Travail demandé:
**1.** Pouvez-vous restituer mot pour mot le passage sur la Danse macabre, de « Pourquoi ne pas » à « créé par Iwerks... » ?
**2.** Pouvez-vous prolonger le passage sur la Danse macabre en reprenant juste après sa dernière phrase ?

Passage choisi:
#####
Pourquoi ne pas en créditer le patron lui-même? Tout simplement parce que le bonhomme a passé sa vie à placarder son nom sur des films réalisés par d'autres, le moins souvent possible crédités, alors que le nom de Walt Disney était sur toutes les lèvres: mais David Hand, Ub Iwerks, Burt Gillett, Jack King ou d'autres encore ont toujours fait beaucoup plus que le VRP Disney, commercial de génie, oui, mais dont la principale idée aura été de s'approprier les personnages des autres, à commencer par Mickey Mouse, créé par Iwerks...
Ce qui n'enlève rien à ce film, véritable merveille de grand n'importe quoi ironique et macabre, dont les squelettes prennent vie à l'heure où tout le monde se couche, et se lancent dans une grande farandole à la fois noire et idiote, faisant autant rire que peur. La musique de Carl Stallings (futur compositeur pour les Looney Tunes et les Merrie Melodies de la Warner, les éternels concurrents) y est formidable et a clairement servi de base pour les danses joyeusement crétines de ces squelettes bien inoffensifs. Pas un plan de trop, pas un geste inutile: cette Danse macabre (qui tourne autour de Saint-Saens plus qu'autre chose, sans jamais citer ouvertement le maître) est tellement rigolote que les modèles d'animation qu'elle propose seront utilisés et réutilisés dans plusieurs autres films de l'époque.
#####
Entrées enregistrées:

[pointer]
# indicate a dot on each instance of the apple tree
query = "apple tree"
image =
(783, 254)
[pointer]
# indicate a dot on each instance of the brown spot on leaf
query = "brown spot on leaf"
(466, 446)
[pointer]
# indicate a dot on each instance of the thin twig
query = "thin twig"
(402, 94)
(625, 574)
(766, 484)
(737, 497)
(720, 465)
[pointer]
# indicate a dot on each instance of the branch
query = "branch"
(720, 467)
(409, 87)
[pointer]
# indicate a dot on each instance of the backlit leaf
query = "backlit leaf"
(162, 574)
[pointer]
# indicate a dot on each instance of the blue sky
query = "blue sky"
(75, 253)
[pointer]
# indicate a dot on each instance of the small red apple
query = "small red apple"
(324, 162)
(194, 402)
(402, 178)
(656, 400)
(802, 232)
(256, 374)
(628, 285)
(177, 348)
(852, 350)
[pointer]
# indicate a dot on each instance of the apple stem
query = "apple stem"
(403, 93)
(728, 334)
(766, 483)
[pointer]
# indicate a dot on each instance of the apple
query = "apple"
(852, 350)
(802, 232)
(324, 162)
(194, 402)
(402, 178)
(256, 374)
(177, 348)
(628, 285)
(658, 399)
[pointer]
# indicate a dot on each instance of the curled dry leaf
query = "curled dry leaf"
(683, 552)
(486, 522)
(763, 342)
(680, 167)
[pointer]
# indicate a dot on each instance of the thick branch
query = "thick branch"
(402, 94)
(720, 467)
#####
Réponses rédigées:
**1.**
Pourquoi ne pas en créditer le patron lui-même? Tout simplement parce que le bonhomme a passé sa vie à placarder son nom sur des films réalisés par d'autres, le moins souvent possible crédités, alors que le nom de Walt Disney était sur toutes les lèvres: mais David Hand, Ub Iwerks, Burt Gillett, Jack King ou d'autres encore ont toujours fait beaucoup plus que le VRP Disney, commercial de génie, oui, mais dont la principale idée aura été de s'approprier les personnages des autres, à commencer par Mickey Mouse, créé par Iwerks...

**2.**
C'est sans doute afin de donner un dernier coup de tournevis à leur nouvelle invention géniale que les ateliers Disney ont mis ce film de court métrage en chantier. Bien leur en a pris: le film a remporté haut la main l'Oscar du meilleur court métrage d'animation... L'utilisation de la caméra multi-plans, ici expérimentée avec succès (un dispositif qui permet de représenter plusieurs couches de décor, et d'atteindre un plus grand réalisme) va donner un avantage considérable à Disney, au moment d'entamer le premier long métrage maison, l'ambitieux Snow white and the Seven Dwarfs...
Un moulin tout vermoulu sert de refuge à toute une faune: oiseaux, rongeurs ont élu domicile dans son enceinte branlante, et sous l'ombre de ses ailes, une petite mare est habitée par des grenouilles. Mais le vent se lève, et l'orage menace...
Voilà, c'est tout, et c'est parfaitement suffisant pour remplir un court métrage de 8 minutes, rempli de prouesses d'animation, qui réussissent à être à la fois réalistes et en droite ligne de l'univers anthropomorphe des premiers courts métrages Silly symphonies: du coup, le film se place en précurseur de Blanche-Neige, bien sûr, mais aussi Bambi voire certains aspects de Fantasia.
Tout film de la série Silly symphonies se doit d'avoir un angle d'approche technique, ici il est vite trouvé: King Neptune est essentiellement le deuxième film Disney à se pavaner en Technicolor trois bandes, le système de Gone with the wind dont Disney avait à cette époque l'exclusivité sur les autres studios d'animation. Et la mission donnée à Burt Gillett était simple: montrer de l'action, du mouvement, pour en mettre plein la vue...
Quant à l'intrigue, elle est réduite à l'essentiel: des pirates (avinés, pas fins et très schématiques) avisent un groupe de sirènes et décident de les kidnapper, provoquant ainsi la colère de Neptune, et le déchaînement des eaux... Le film anticipe sur la Petite sirène à sa façon, et aurait largement pu s'appeler King Neptune and the Topless Mermaids, tellement ça saute aux yeux...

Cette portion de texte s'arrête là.